─── Bloque de texto ───
Una sola anécdota para comprender con qué clase de caspa teníamos que lidiar. En aquel instituto no había biblioteca, así que emprendimos la revolucionaria tarea de crear una. Había que encontrar un local adecuado, acondicionarlo, dotarlo de fondos bibliográficos y establecer un sistema de gestión. Después vendría la fase de dinamización del uso de la misma y de continuación de la dotación de más fondos. Todo esto exigía dinero, claro, y este era más bien escaso. Empezamos las compras: Cervantes, Lope, Delibes, García Márquez, Cortázar, Darwin, Newton, Asimov, entre otros, fueron los primeros autores. El sector reaccionario nos acusó de malgastar el presupuesto del instituto en "novelitas de vaqueros", en vez de dedicarlo a lo importante como la compra de champú y bigudíes. Esto es rigurosamente verídico.

Dirigir un instituto en esos años y en los inmediatamente posteriores era una tarea ingrata. Un gran volumen de trabajo y muy escaso reconocimiento. La mayor parte de la gente más válida comenzó a huir de los cargos. Poco a poco comenzaron a enquistarse en las direcciones personas de cierto perfil. Con honrosas, aunque no escasas, excepciones, trepas, mediocres, caciques, el perfil de los Anacletos, digamos. El modelo Anacleto se ha ido extendiendo. Se trata de un tipo de persona que intenta ocultar su inseguridad bajo un estilo bronco y agresivo. Ejerce el poder a golpe de favores, maestro del "estás conmigo o estás contra mí". No tolera la más mínima discrepancia. Los claustros tienden a durar cada vez menos, no porque haya un gran consenso en el centro, sino porque cualquier opinión que no sea en la línea de adular al cacique tendrá su ración de castigo verbal, por parte del titular o de alguno de sus partidarios. La gente se cansa de ser agredida y aprende a callarse y, a la larga, a no ir a los claustros. Estoy seguro de que muchos conocéis a más de un Anacleto.

No creo que haya ningún tipo de superioridad ética en la izquierda sobre la derecha, pero ciertamente, en España, la derecha viene de una tradición más autoritaria, mientras la izquierda lo hace de una más asamblearia. Por eso digo que resulta más incoherente ser un Anacleto si eres de izquierdas y, también digo, que muchos Anacletos creen ser de izquierdas pero no lo son.  Ahí tenéis a C., un hombre de derechas y de muy decente ejercicio del poder.
───
Reto: Devuelve, copiado sin ningún cambio, el fragmento del texto de arriba sobre la dirección de institutos que empieza en "No creo que" y termina en "ejercicio del poder.".
─── Extracto de datos ───
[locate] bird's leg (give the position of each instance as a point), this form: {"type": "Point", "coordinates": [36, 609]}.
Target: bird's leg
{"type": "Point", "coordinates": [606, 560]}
───
Respuesta final:
No creo que haya ningún tipo de superioridad ética en la izquierda sobre la derecha, pero ciertamente, en España, la derecha viene de una tradición más autoritaria, mientras la izquierda lo hace de una más asamblearia. Por eso digo que resulta más incoherente ser un Anacleto si eres de izquierdas y, también digo, que muchos Anacletos creen ser de izquierdas pero no lo son.  Ahí tenéis a C., un hombre de derechas y de muy decente ejercicio del poder.